- DIRECTIONS -
Gather every line of the rows below that contains the word "white", copying each one in full.

************

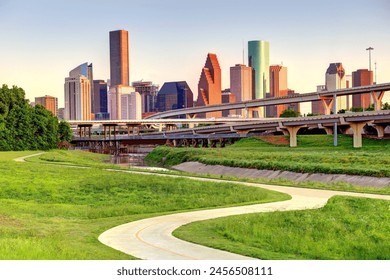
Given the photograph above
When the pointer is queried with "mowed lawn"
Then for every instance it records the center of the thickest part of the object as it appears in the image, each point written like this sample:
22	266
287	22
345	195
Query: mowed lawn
58	212
345	229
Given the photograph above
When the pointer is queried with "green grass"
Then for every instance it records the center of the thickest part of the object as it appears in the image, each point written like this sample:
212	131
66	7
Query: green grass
315	154
345	229
57	212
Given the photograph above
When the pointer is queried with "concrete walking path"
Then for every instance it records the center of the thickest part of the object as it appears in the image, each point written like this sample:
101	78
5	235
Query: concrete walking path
152	238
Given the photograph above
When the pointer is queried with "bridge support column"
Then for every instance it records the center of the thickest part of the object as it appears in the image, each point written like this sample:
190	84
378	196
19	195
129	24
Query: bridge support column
377	99
327	102
293	131
357	133
380	129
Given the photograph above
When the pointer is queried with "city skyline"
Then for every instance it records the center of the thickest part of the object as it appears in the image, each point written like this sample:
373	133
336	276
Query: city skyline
170	43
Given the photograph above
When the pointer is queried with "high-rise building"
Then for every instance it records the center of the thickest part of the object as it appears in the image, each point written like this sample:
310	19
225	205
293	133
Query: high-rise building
278	88
361	77
131	106
148	93
258	59
114	100
119	58
49	102
209	86
78	94
100	102
335	79
174	95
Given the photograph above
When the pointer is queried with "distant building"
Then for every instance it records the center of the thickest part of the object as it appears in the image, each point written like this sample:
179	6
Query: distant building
228	97
258	59
119	58
115	102
78	93
278	88
49	102
241	83
174	95
335	79
316	106
294	106
148	93
209	86
131	106
362	77
100	102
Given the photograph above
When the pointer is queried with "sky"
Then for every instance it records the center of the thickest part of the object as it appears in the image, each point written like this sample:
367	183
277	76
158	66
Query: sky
42	40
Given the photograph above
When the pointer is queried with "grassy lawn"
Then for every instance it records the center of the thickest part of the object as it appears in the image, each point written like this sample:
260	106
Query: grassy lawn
315	154
57	212
345	229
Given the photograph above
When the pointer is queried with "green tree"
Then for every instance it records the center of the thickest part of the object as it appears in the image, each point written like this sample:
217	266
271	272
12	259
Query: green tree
64	132
289	113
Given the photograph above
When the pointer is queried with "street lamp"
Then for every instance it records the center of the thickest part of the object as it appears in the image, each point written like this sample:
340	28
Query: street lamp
369	49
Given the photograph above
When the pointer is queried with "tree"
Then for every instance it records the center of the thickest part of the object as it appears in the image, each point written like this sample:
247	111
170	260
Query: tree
64	132
289	113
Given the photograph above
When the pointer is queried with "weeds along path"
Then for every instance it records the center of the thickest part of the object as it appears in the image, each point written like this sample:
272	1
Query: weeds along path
152	238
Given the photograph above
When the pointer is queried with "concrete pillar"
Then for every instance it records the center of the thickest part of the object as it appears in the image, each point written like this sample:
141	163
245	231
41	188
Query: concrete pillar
357	133
380	129
327	102
377	99
293	131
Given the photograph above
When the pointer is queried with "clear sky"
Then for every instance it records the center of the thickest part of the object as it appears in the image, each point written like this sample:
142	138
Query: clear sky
42	40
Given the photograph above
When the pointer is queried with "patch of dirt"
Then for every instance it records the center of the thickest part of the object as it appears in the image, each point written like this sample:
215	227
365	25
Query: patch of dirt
6	221
276	140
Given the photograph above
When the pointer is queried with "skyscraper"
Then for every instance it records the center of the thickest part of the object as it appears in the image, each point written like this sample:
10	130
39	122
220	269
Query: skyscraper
258	59
209	86
100	106
361	77
78	94
278	88
49	102
335	79
119	58
174	95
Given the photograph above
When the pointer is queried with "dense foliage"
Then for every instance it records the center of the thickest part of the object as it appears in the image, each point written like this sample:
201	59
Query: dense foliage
23	127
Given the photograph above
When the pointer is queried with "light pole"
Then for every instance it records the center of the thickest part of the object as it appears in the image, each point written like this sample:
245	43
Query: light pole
369	49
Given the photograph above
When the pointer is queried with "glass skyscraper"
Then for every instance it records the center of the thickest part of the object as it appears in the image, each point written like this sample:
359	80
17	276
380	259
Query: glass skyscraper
258	59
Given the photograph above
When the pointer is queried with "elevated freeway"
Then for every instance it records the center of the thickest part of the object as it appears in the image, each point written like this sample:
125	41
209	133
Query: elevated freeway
377	92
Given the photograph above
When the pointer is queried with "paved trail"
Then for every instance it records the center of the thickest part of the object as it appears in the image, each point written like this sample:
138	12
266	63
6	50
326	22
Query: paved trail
152	238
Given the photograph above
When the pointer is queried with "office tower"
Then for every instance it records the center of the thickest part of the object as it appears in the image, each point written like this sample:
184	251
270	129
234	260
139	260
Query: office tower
100	102
114	100
228	97
335	79
174	95
78	94
241	82
278	88
361	77
131	106
148	93
294	106
258	59
49	102
209	86
119	58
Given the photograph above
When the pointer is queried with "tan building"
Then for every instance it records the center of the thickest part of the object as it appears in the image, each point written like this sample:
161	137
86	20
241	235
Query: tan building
49	102
278	88
209	86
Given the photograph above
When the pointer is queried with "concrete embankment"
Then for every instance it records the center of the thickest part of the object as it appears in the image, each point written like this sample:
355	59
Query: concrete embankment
196	167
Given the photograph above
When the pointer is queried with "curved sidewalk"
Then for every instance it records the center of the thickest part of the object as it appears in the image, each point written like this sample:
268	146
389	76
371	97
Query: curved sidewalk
152	238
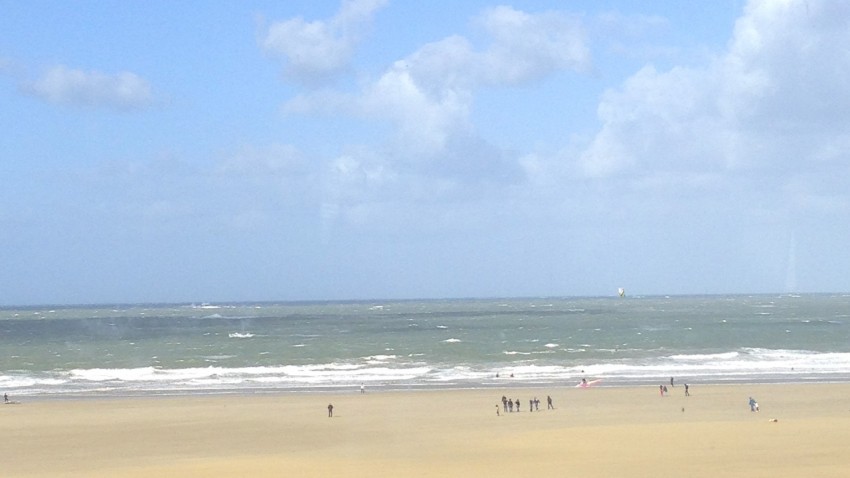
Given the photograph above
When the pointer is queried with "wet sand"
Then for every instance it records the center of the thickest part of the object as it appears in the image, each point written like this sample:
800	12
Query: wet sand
595	432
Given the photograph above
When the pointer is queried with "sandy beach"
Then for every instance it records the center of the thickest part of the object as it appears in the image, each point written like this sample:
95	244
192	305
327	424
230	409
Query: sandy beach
801	430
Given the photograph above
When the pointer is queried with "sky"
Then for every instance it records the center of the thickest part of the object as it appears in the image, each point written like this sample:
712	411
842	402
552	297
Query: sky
167	151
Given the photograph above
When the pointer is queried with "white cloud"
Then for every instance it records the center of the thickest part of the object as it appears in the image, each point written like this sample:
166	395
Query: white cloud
314	51
121	91
429	94
775	100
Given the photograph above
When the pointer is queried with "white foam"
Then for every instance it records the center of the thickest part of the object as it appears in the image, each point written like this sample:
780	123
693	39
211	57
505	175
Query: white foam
237	335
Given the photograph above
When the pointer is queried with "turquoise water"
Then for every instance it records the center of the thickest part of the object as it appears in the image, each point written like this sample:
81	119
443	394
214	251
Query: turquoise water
420	344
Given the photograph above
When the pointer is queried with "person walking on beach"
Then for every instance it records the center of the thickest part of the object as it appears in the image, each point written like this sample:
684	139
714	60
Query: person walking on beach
754	406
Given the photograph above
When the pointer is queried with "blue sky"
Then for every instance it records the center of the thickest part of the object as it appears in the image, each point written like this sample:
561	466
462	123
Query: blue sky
377	149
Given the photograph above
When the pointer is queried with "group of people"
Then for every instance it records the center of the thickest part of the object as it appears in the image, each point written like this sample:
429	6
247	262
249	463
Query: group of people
510	405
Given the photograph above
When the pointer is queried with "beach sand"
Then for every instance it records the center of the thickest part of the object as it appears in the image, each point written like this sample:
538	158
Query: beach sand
595	432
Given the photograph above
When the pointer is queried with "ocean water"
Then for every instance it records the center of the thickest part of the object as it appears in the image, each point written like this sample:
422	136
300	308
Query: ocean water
269	347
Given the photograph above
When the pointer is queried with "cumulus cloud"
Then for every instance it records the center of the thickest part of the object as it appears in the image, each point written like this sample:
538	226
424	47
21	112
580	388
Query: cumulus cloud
774	101
315	51
121	91
429	94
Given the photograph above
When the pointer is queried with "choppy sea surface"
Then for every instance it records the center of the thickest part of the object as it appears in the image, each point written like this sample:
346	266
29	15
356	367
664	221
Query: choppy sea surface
469	343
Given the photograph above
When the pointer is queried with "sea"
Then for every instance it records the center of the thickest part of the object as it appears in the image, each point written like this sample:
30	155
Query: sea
239	348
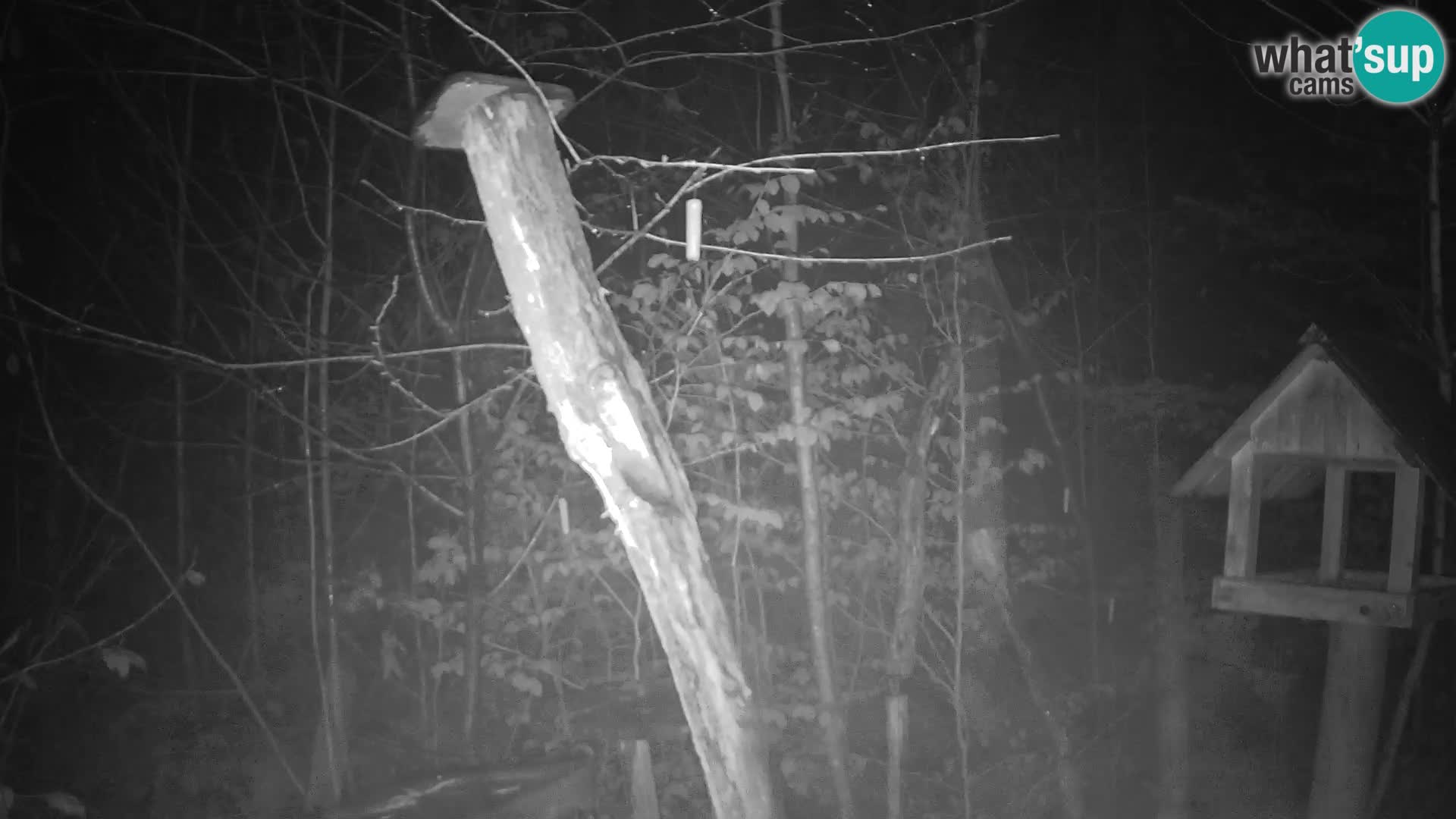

************

- TASK RESPONSE -
When the pointer is queried with "white cloud"
Query: white cloud
When the pointer is queried with "white foam"
Query: white foam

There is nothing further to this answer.